*Actions to take*.
A. Answer these questions about the panel discussion of the budget:
(i) What does Williams say is the headline?
(ii) According to Perino, what happened with the budgets Obama put forward?
(iii) How much money does Perino say the budget sets aside for rural communities?
B. Rewrite the stretch of the budget discussion from "WILLIAMS: Republican hypocrisy." through "didn't pass one.", putting "double standards" in place of "hypocrisy".
C. Continue the panel discussion of the budget from the point where it stops.

*Excerpt provided*.
I do like the infrastructure package. I think Trump has been known to get projects done on time and under budget.

GUILFOYLE: For real, shovel-ready.

WATTERS: Hopefully, he can do that as commander in chief with this. He's triangulating, get some Democrats in Congress on board. Get some union households on board with this.

And then I also like some of the stuff about modernizing the federal workforce. You get to give bonus for well-performing workers and then be able to fire poor-performing workers and, you know, make sure that they don't have these lavish retirement packages. It's pretty ridiculous. Other than that, I mean, it's just your typical bloated D.C. budget.

WILLIAMS: You know, I don't get this, Jesse. I mean, you just gloss over the headline here.

WATTERS: What's the headline?

WILLIAMS: Republican hypocrisy. Republican -- imagine if Obama -- if Obama had put this forward. You would've said, "There goes that big- spending liberal again."

WATTERS: Obama never did a budget. I don't think Obama did a budget in eight years.

PERINO: He put them forward. They didn't pass one.

WILLIAMS: So you don't want to say that "Here comes this big-spending Donald Trump"?

WATTERS: I just said -- I just said...


WATTERS: Big-spending Republican.

GUILFOYLE: He said that.

WILLIAMS: So now, it's just an equivalence in your mind, as opposed to saying it's Republicans who forever have said we've got to deal with the deficit. We've got to make sure that spending is cut. It's a danger to our economy, and it's a danger to...

WATTERS: It's just funny listening to the Democrats say deficit and the debt are a problem. All of a sudden...

GUILFOYLE: Isn't it?

WILLIAMS: No, I'm not saying -- I'm saying -- by the way, I believe that, but I'm not saying that right now. What I'm doing is repeating Donald Trump to Jesse Watters.

WATTERS: Listen, I agree. Every politician comes in. They say they're going to slash the deficit and get the debt under control and never do they do it.

PERINO: Well, one of the things, actually, that is in there that I think a lot of Americans will like, especially if they're in rural communities, is there's $50 billion in here specifically the president wants to try to go to those communities for things like roads...


PERINO: ... or broadband, in particular. So we're not forgetting those people in this budget.

GUILFOYLE: Absolutely, and that's really, I think, a key point, Dana. Because it's integral to this whole campaign messages and promises that he made when you campaign across the country. Not going to forget the working class, the hardworking men and women across this country that he felt weren't being properly positioned and set up for success and paid attention to in the way that they should.

So with this kind of infusion of capital for infrastructure and, like you said, broadband, just being able to, like, work smarter, work better, create opportunities there, I think that's something that's very important.

And then I also like the money that is being directed towards the opioid epidemic, which is also something that he campaigned about and was very passionate about during the election, has reached, you know, crisis epidemic proportions in this country. So you see that there's a nice piece focused on them there.

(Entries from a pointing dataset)
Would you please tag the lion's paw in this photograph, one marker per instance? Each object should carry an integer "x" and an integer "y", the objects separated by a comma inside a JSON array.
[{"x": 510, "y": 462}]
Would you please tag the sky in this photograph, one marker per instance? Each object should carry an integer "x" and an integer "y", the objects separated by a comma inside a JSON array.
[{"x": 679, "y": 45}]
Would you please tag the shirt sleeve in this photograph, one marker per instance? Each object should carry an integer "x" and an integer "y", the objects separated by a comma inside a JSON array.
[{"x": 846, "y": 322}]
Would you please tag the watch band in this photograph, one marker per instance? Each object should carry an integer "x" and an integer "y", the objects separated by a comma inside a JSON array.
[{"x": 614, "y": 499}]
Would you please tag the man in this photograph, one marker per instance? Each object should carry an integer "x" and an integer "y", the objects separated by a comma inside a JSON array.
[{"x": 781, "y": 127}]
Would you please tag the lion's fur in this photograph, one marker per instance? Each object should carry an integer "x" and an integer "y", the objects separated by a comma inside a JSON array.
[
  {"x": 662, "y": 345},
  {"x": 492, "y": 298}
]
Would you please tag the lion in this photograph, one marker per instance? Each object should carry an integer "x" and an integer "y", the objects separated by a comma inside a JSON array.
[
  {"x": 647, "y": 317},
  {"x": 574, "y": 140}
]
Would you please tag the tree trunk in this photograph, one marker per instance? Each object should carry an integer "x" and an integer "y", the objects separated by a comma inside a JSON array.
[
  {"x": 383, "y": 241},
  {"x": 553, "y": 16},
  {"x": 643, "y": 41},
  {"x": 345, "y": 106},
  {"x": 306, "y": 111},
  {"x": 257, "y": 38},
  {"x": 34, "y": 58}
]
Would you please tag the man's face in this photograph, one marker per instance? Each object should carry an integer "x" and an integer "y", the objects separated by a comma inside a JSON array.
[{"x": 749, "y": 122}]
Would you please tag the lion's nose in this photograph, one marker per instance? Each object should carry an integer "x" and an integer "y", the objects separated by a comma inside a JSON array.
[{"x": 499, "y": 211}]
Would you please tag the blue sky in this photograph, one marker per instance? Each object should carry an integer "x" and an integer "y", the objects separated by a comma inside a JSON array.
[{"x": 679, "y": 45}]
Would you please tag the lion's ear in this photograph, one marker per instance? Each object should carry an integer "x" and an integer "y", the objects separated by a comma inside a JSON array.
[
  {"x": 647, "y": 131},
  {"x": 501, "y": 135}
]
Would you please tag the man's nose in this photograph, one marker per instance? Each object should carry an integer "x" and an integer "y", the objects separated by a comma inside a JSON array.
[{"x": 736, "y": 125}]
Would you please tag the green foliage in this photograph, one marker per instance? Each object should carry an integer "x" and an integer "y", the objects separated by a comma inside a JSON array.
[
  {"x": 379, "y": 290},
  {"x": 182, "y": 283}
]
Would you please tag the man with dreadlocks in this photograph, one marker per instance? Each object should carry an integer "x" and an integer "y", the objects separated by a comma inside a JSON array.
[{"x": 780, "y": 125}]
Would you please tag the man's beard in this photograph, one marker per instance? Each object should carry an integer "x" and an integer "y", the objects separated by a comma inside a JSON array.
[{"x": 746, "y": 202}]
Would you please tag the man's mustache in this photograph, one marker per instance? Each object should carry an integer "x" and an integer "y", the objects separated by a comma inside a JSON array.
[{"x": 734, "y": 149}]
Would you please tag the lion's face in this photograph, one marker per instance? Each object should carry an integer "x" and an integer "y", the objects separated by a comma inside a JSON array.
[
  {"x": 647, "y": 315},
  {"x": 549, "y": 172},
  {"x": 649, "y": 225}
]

*Outputs for the tasks*.
A.
(i) Republican hypocrisy.
(ii) He put them forward, but they didn't pass one.
(iii) $50 billion.

B.
WILLIAMS: Republican double standards. Republican -- imagine if Obama -- if Obama had put this forward. You would've said, "There goes that big- spending liberal again."

WATTERS: Obama never did a budget. I don't think Obama did a budget in eight years.

PERINO: He put them forward. They didn't pass one.

C.
PERINO: I thought the best thing didn't have anything to do with money. It had to do with process. Right now, it takes about ten years to get approval to do an infrastructure project.


PERINO: When you get all the environmental pieces done. The president says he's going to get it down to two years. Now that actually would be a huge benefit.

GUTFELD: Yes, I mean, it's amazing how quickly some of our major landmarks got -- Brooklyn Bridge, everything was -- happened so fast. Now things take forever.

But this is kind of another nail in the coffin of small government.


GUTFELD: And I think we've gotten to the point now where we've just accepted it.

WATTERS: Like Jesse.

GUTFELD: And yes, it's like -- but I think, I mean, the correlation for Juan to make sense would be if Barack Obama came out and cut government and then that would -- I believe that I would come out and I'd say hooray. I would be -- I would be consistent.

But the thing is, I have lost. This world has moved on beyond me. The idea of small government is over. We do not have an ideological president. This is not the type of present that we have seen. He can go -- a Democrat can like this. And a conservative can hate it, but at least there's something for the military in there.

If you're going to up government spending, make it for the government that works.


GUTFELD: And we know our military works. Pour more money in it, because at least we get something out of it. We get national security. Focus on artificial intelligence. Focus on cybersecurity and, of course, terror. These are really important things.

GUILFOYLE: And a new building for the FBI.

PERINO: All right. When we come back, actor and comedian Bill Murray takes on Democrats and identity politics. His surprising remarks next.


WATTERS: You may have laughed at actor and comedian Bill Murray in his classic "Saturday Night Live" skits or perhaps the movie "Groundhog Day," but this is no joke. Check out how insightful Murray is when it comes to politics by calling out Democrats for being divisive and playing identity politics.


BILL MURRAY, ACTOR/COMEDIAN/WRITER: My friend, who's a great comedy writer, Jim Downey, is accused of being a right-wing writer, a comedy writer, if there is such a thing. He says, "No, no, I just think that the way that the Democrats handle a thing is poor," where they try to pick out little pieces of a population, that "Well, we represent the Hispanics. We represent LGBT or something." And they're not speaking to everyone at once.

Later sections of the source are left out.